Lay out all of the material below as a two-column CSV headed input_text and coordinates, with one row for each piece of text and its coordinates. Put each value in a single quoted field with line breaks replaced by spaces, and leave out the pictures.

Entries from a point annotation set
________________________________________
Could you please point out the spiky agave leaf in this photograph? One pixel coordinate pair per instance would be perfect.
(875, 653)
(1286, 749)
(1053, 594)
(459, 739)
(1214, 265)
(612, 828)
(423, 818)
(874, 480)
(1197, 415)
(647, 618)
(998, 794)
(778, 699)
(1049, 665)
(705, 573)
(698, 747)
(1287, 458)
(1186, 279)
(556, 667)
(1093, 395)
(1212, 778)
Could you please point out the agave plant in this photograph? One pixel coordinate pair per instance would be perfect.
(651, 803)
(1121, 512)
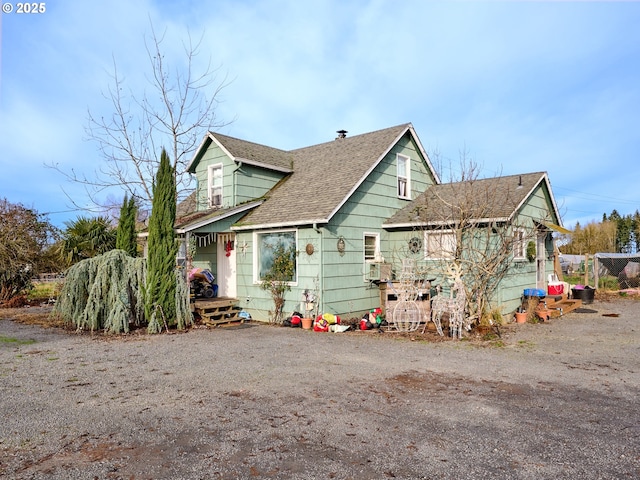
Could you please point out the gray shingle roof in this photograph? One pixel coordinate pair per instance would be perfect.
(491, 198)
(323, 177)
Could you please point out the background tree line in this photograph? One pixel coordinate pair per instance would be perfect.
(614, 234)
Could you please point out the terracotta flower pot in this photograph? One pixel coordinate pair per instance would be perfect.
(521, 317)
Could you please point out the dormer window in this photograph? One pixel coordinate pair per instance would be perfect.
(215, 186)
(404, 179)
________________________________________
» **Answer**:
input_text,coordinates
"Could you please point out the spiky agave leaf in this photograph? One pixel coordinate pair per instance would be perfect.","(875, 653) (1286, 749) (1053, 594) (459, 739) (1214, 265) (612, 828) (423, 818) (874, 480) (1197, 415) (647, 618) (998, 794) (778, 699) (1049, 665) (705, 573) (698, 747) (1287, 458) (1186, 279) (556, 667) (1093, 395) (1212, 778)"
"Could you please point out the agave plant in this photograph? One pixel coordinate pair per instance would be perfect.","(651, 803) (1121, 512)"
"Could you please point out the gray shingle roof in this photograph? One pixel coordinate pair per instance would be perfect.","(491, 198) (323, 177)"
"Could you please point out the background tree line in this photograph? One pixel coordinate pair per instance would be perfect.","(614, 234)"
"Could you please point out the terracotta flower pot in this photograph? One pixel coordinate pair per instance would be perfect.","(521, 317)"
"Could you please point out the dormer window in this photograph? One pixel coordinate pair per instance would be perfect.","(215, 186) (404, 179)"